* Text block
::::::::
Basia Adamczak, 7th Ward councilwoman and chairwoman of council’s education committee, said she was “extremely pleased because it’s a very comprehensive plan that is trying to engage everyone” including parents, youth programs, churches and social service agencies.
Adamczak’s daughters attend third and fourth grade at Paul C. Bunn School.
“We are going to be accountable because we’re actually using metrics and data and setting yearly goals,” she said of the plan.
“I think he’s the right man in place to help turn around our school system. I’m honored that I’m able to help directly and be in the forefront of helping change the school system,” for the better, she said.
“I’m extremely optimistic,” she added.
Using the slogan, “Working Together, Our Students Succeed,” Mohip wrote that his plan “is a call to action for all involved, including district administrators, educators, parents and families and citizens.”
::::::::
* Location labeling records

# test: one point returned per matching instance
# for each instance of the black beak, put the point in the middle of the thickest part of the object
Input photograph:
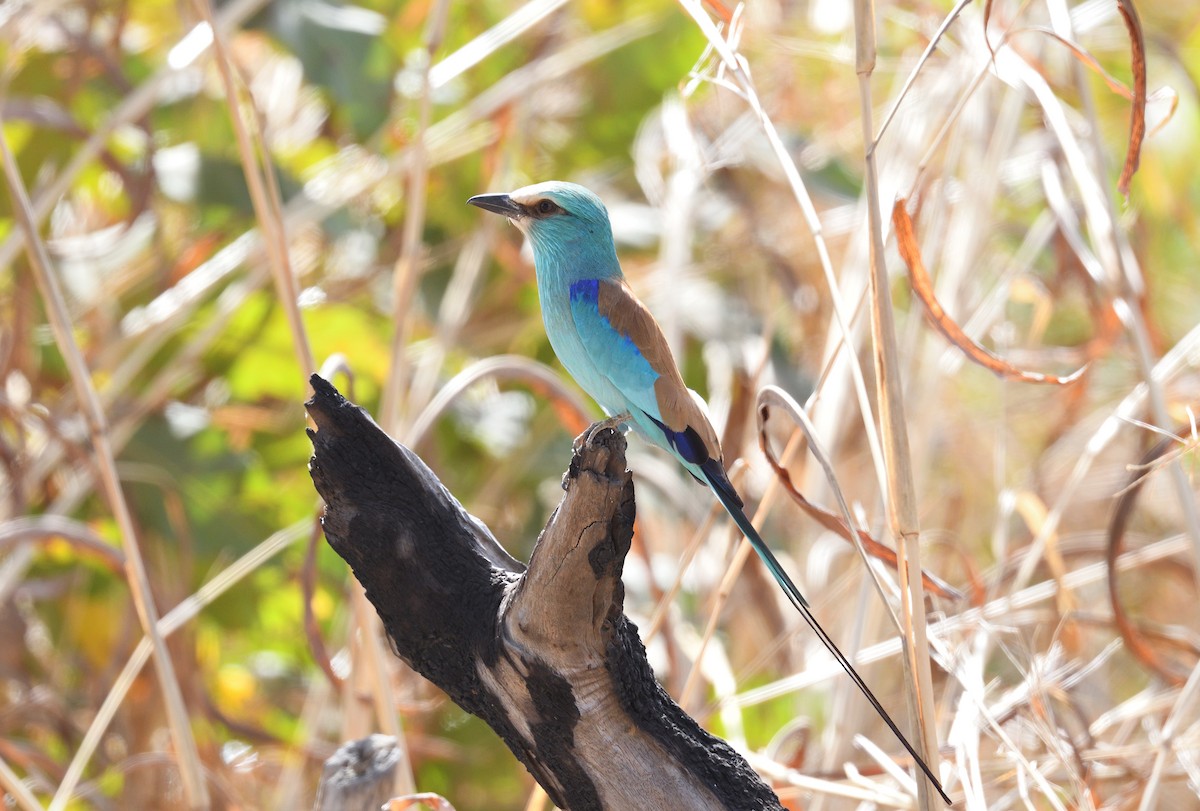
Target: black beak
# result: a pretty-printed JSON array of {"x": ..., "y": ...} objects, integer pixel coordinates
[{"x": 497, "y": 204}]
::::::::
* Directives
[1] Recast every line of the location labeling records as a Markdown table with the columns "Row" and "Line," numbering each row and skipping blank lines. Omit the pictures from your answer.
[2] Continue the article about the plan for the school system, starting after its last sentence.

* Solved problems
[1]
| Row | Line |
|---|---|
| 1 | # test: one point returned per matching instance |
| 2 | # for each instance of the black beak, put the point in the middle of the thickest part of the object |
| 3 | Input photograph: |
| 4 | Target: black beak |
| 5 | # result: a pretty-printed JSON array of {"x": ..., "y": ...} objects, integer pixel coordinates |
| 6 | [{"x": 497, "y": 204}] |

[2]
Among the specific goals to be met by the 2018-19 school year are:
Daily student attendance should rise from 91.2 percent to 96 percent.
The four-year high school graduation rate should go from 75 percent to 90 percent.
The percentage of seniors with a post-high school plan should go from 44.6 percent to 100 percent.
The percentage of revenue spent on teaching and learning should go from 63 percent to 70 percent.
All teachers should get weekly feedback in instructional best practices.
All students should get weekly progress reports.
Ninety percent of school buses should arrive safely and on time.
School buses passing their first Ohio State Highway Patrol inspection should go from zero to 100 percent.